Task details: Starting with the line that contains "Reviewer note: every instance of the thumb", reproduce each line through the end of the entries exactly as written.

*** Records to process

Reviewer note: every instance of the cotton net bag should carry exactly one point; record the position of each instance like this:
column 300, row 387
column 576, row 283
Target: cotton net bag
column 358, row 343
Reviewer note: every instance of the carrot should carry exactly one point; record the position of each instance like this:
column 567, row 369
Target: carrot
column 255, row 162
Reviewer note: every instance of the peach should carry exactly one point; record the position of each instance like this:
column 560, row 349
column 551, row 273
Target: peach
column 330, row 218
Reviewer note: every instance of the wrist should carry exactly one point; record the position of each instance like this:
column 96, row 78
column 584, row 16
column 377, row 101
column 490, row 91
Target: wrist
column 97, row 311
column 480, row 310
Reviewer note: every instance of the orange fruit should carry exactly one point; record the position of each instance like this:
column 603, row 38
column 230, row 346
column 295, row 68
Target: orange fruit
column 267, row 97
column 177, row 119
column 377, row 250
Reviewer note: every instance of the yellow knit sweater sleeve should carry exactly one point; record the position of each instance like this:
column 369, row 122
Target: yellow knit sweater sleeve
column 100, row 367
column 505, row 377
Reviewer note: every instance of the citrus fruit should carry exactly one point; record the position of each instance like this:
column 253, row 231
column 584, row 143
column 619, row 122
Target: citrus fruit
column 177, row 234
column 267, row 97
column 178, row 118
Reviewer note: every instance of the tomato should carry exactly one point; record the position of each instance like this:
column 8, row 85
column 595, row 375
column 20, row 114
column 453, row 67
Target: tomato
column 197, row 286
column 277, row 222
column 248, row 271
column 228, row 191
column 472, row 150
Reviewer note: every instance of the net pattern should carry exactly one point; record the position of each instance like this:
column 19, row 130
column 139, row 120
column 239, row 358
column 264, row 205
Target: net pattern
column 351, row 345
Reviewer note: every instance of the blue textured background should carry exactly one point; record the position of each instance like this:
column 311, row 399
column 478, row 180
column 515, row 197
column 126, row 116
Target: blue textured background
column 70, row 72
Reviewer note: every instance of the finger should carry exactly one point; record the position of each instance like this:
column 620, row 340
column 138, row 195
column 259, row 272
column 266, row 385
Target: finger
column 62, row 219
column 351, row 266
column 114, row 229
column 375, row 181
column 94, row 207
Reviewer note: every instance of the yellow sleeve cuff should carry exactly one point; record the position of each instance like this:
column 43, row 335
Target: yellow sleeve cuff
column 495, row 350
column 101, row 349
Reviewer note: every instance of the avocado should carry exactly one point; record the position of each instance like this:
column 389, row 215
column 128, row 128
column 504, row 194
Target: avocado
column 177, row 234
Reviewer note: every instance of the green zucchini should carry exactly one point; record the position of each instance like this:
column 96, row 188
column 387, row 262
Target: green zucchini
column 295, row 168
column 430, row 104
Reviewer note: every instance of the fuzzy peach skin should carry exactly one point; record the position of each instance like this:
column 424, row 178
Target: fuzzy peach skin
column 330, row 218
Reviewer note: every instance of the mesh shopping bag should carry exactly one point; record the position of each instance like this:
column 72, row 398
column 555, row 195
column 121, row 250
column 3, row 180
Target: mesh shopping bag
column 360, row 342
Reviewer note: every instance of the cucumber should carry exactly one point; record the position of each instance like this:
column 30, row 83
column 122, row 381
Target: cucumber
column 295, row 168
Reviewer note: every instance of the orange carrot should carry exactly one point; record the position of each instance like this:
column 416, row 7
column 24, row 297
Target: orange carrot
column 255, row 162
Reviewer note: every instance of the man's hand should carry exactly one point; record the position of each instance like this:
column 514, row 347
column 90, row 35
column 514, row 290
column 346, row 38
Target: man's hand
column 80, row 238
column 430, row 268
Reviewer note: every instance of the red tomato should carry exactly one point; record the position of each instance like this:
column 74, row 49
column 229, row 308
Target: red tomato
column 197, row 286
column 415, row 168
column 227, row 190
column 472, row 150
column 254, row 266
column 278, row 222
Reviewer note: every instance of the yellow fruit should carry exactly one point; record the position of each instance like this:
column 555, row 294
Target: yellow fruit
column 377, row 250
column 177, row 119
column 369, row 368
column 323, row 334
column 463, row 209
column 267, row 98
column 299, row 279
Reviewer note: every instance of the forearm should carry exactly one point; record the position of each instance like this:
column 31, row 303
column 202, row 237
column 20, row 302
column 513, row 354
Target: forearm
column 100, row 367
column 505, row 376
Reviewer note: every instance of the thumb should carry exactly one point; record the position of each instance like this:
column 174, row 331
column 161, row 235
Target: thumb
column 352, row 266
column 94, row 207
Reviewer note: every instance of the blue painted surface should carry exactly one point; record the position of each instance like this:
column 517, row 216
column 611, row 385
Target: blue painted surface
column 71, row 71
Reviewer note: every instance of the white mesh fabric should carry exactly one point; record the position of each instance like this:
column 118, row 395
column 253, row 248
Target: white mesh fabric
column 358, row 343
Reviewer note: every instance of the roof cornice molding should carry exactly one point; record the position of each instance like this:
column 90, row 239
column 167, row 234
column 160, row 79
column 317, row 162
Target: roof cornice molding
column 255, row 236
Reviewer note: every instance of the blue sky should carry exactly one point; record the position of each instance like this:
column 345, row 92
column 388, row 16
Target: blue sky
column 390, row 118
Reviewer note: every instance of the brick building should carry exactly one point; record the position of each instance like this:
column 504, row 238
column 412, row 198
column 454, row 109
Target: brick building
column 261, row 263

******

Reply:
Reviewer note: every instance of the thumb should carry exactly one point; record the position of each instance like this:
column 174, row 331
column 161, row 235
Target: thumb
column 352, row 266
column 94, row 207
Reviewer note: every instance of the blue painted surface should carry exactly one point; record the position of each instance like this:
column 517, row 216
column 611, row 385
Target: blue painted surface
column 71, row 71
Reviewer note: every instance of the white mesh fabric should carry exactly one point; record the position of each instance like this:
column 118, row 395
column 253, row 248
Target: white mesh fabric
column 358, row 343
Reviewer note: every instance of the roof cornice molding should carry exactly one point; record the position of each instance like this:
column 90, row 239
column 167, row 234
column 160, row 79
column 317, row 162
Target: roof cornice molding
column 255, row 236
Reviewer note: every instance of the blue sky should carry exactly one point; record the position of each instance like this:
column 345, row 92
column 388, row 16
Target: blue sky
column 390, row 118
Reviewer note: every instance of the brick building should carry exactly one point; record the position of each instance like this:
column 504, row 238
column 412, row 198
column 454, row 109
Target: brick building
column 261, row 263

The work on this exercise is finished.